__What to do__. Can you update the items below by changing every "innermost" to "central" and leaving everything else untouched?

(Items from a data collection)
#####

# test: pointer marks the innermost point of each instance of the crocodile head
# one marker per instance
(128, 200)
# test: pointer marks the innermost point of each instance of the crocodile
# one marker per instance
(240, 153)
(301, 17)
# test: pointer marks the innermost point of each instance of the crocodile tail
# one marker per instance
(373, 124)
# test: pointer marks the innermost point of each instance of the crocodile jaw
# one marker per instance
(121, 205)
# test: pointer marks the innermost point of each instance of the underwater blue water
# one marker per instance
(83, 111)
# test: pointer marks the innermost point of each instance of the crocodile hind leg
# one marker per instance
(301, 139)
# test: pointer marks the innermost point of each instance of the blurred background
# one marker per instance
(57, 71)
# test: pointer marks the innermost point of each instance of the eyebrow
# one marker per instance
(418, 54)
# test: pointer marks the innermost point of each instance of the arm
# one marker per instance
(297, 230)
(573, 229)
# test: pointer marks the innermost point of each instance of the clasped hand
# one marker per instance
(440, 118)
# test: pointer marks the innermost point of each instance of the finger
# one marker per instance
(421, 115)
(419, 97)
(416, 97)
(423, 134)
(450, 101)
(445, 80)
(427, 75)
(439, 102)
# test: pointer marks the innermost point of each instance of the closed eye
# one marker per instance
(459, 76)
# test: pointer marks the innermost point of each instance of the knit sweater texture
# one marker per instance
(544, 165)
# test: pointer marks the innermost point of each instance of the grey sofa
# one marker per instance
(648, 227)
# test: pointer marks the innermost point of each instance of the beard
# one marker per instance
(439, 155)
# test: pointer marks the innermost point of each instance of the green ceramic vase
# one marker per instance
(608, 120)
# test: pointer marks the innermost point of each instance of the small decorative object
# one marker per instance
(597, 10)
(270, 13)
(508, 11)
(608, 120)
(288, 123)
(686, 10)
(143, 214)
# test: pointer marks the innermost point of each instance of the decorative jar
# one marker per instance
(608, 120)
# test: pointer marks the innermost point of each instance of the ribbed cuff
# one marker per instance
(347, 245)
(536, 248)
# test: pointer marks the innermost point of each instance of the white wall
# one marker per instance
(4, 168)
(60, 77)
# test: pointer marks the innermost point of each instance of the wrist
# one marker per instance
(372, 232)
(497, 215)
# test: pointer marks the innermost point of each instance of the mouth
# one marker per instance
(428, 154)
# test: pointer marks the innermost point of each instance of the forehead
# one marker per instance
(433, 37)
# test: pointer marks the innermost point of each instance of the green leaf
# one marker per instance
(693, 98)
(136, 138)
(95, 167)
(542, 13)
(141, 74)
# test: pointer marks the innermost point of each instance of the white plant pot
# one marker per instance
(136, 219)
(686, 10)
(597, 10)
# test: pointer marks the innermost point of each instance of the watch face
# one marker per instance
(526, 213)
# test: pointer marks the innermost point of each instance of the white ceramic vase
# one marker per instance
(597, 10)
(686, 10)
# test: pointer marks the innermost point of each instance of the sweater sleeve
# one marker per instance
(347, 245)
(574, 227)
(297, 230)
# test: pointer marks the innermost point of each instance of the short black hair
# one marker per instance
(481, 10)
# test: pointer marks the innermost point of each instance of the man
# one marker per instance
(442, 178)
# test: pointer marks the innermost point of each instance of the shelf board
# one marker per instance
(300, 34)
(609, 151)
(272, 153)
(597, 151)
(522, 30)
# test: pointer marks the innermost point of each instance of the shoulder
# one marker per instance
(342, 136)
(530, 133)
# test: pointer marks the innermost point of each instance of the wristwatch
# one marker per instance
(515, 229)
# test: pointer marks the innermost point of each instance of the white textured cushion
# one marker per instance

#####

__Task response__.
# test: pointer marks the central point of each instance of the crocodile head
# one marker per instance
(128, 200)
# test: pointer marks the central point of each instance of the crocodile
# one marker per instance
(240, 153)
(301, 17)
# test: pointer marks the central point of each instance of the crocodile tail
# one marker per instance
(373, 124)
# test: pointer marks the central point of each instance of the crocodile jaw
# one marker per instance
(121, 205)
# test: pointer marks the central point of each instance of the underwater blue water
# one marker per instance
(83, 111)
# test: pointer marks the central point of each instance of the crocodile hind leg
# one marker per instance
(301, 139)
# test: pointer marks the central point of each instance of the blurred background
# one marker per instance
(57, 71)
# test: pointer marks the central point of each instance of the eyebrow
# one marker per instance
(418, 54)
# test: pointer marks the central point of each instance of the arm
# one marker per instance
(297, 230)
(573, 229)
# test: pointer marks the central point of each instance of the clasped hand
# one marker per instance
(440, 118)
# test: pointer marks the central point of each instance of the finger
# one marker per instance
(421, 115)
(419, 97)
(416, 97)
(423, 134)
(450, 101)
(445, 80)
(427, 75)
(439, 102)
# test: pointer marks the central point of each instance of the closed eye
# one marker per instance
(459, 76)
# test: pointer marks the central point of each instance of the knit sweater texture
# one marker per instance
(544, 165)
# test: pointer marks the central point of each instance of the grey sofa
# one marker per instance
(648, 227)
# test: pointer marks the central point of each instance of the beard
# one marker per instance
(439, 155)
# test: pointer marks the central point of each instance of the green ceramic vase
# one marker per instance
(608, 120)
# test: pointer marks the central point of each instance of the small decorative object
# one marker per instance
(597, 10)
(270, 13)
(508, 11)
(608, 120)
(288, 123)
(686, 10)
(143, 214)
# test: pointer marks the central point of each instance of the decorative jar
# one marker per instance
(608, 120)
# test: pointer marks the central point of each instance of the ribbed cuff
# one marker per instance
(347, 245)
(536, 248)
# test: pointer marks the central point of each instance of the white wall
# one marker per instance
(4, 168)
(60, 77)
# test: pointer marks the central point of each instance of the wrist
# one marker per instance
(372, 232)
(497, 215)
# test: pointer marks the central point of each instance of the mouth
# one marker per instance
(428, 154)
# test: pointer marks the central point of each instance of the forehead
# one marker per instance
(433, 37)
# test: pointer marks the central point of each instance of the green leaf
# one marker per instance
(693, 98)
(136, 138)
(95, 167)
(542, 13)
(141, 74)
# test: pointer marks the central point of each instance of the white plant pot
# one marker per instance
(136, 219)
(686, 10)
(597, 10)
# test: pointer marks the central point of each instance of the watch face
# one marker per instance
(526, 213)
# test: pointer marks the central point of each instance of the white ceramic vase
# one marker per instance
(597, 10)
(686, 10)
# test: pointer marks the central point of each instance of the sweater sleeve
# one marker per instance
(347, 245)
(574, 227)
(297, 230)
# test: pointer marks the central point of each instance of the short black hair
# one marker per instance
(481, 10)
# test: pointer marks the central point of each instance of the man
# one marker per instance
(442, 178)
# test: pointer marks the central point of each instance of the shelf board
# one marker per instance
(300, 34)
(609, 151)
(272, 153)
(597, 151)
(522, 30)
# test: pointer marks the central point of each instance of the shoulder
# one marker per instance
(342, 136)
(530, 133)
# test: pointer marks the central point of each instance of the wristwatch
# one marker per instance
(515, 229)
# test: pointer marks the central point of each instance of the white textured cushion
# one marker per instance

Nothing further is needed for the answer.